Count the lines of the listing below that contain the string "mossy", treating uppercase and lowercase as different. Give only the number.

------ Record list

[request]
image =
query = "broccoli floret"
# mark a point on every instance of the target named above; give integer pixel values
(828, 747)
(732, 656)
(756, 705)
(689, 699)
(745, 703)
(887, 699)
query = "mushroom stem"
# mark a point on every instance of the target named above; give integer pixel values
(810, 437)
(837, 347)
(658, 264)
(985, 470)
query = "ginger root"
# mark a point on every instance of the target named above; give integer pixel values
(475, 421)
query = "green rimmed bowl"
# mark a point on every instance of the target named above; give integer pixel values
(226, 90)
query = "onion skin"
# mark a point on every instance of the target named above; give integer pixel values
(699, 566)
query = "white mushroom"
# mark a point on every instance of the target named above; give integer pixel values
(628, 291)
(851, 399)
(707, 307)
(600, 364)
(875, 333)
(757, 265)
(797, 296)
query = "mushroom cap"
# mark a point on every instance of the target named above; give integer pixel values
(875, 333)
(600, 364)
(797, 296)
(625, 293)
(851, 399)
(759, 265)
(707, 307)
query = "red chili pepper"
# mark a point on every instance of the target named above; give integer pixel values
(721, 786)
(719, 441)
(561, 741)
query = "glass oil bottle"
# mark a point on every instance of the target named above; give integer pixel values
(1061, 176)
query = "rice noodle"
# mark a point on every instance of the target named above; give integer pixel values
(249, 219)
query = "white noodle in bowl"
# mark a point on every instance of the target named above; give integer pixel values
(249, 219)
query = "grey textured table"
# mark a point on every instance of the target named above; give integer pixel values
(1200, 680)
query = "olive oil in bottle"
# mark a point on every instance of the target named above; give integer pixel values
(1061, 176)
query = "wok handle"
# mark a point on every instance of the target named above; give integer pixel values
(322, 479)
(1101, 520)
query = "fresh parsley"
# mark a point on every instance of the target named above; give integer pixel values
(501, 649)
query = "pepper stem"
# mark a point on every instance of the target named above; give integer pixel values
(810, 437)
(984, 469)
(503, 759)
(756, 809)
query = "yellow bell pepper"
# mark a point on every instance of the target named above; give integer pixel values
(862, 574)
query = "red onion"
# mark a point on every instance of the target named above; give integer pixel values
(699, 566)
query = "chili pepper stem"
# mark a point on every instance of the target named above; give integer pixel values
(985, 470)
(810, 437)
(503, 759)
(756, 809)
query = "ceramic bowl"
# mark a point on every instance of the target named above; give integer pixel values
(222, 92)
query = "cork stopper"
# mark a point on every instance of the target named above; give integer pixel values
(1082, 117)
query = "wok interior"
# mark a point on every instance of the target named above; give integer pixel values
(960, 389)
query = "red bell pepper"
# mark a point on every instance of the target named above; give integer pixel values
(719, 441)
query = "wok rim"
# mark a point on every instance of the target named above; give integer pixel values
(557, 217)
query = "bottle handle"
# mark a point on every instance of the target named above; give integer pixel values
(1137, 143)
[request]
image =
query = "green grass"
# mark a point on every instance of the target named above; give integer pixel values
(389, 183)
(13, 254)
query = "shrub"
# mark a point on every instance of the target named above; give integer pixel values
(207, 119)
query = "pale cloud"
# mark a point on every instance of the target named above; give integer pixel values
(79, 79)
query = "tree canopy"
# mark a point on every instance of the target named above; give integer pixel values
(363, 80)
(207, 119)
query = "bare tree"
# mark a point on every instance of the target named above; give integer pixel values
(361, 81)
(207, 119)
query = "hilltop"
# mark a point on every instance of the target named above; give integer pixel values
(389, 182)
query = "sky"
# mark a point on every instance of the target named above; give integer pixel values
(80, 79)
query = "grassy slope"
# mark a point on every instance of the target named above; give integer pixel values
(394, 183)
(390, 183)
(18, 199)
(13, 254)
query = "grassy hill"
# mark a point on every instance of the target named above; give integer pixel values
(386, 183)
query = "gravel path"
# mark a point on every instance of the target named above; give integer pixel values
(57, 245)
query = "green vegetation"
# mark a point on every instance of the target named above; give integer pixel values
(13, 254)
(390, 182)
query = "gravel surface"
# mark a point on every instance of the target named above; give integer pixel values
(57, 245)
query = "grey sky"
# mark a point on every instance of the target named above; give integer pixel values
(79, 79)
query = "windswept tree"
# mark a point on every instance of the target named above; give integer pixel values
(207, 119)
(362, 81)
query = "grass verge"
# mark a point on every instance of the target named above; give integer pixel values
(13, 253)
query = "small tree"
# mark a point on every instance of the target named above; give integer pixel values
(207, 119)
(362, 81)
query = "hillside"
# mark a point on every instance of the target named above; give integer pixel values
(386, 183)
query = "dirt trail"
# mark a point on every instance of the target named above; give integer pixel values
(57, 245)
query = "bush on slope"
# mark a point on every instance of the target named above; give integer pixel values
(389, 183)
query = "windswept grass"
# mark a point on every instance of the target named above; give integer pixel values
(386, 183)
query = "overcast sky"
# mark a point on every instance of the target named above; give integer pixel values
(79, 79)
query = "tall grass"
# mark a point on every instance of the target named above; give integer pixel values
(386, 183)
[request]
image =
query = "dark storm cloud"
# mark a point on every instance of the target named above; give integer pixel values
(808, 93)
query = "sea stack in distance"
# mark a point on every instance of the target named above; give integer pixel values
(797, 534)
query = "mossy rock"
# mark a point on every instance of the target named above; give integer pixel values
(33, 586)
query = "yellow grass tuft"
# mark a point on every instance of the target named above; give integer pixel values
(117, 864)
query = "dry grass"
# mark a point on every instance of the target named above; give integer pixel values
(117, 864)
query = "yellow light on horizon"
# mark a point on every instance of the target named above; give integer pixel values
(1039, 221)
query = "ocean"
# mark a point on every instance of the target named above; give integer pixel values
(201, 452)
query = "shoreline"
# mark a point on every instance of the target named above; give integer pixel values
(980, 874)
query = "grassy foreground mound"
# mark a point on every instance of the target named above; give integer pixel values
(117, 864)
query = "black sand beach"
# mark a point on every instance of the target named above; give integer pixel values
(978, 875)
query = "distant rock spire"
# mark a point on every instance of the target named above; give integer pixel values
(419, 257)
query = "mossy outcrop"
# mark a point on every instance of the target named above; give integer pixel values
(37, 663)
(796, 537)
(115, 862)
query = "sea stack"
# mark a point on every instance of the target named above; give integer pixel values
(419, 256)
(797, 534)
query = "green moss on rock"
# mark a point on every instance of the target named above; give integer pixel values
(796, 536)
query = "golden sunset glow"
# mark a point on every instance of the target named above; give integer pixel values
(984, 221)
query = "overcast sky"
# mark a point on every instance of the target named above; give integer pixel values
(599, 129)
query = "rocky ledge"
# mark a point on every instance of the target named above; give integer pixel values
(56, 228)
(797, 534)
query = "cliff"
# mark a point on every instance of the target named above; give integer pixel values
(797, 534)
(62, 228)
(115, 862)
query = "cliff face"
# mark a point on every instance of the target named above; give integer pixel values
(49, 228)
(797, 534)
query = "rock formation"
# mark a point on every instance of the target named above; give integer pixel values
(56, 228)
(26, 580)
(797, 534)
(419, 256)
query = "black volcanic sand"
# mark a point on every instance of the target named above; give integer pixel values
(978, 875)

------------

**Solution for this exercise:** 2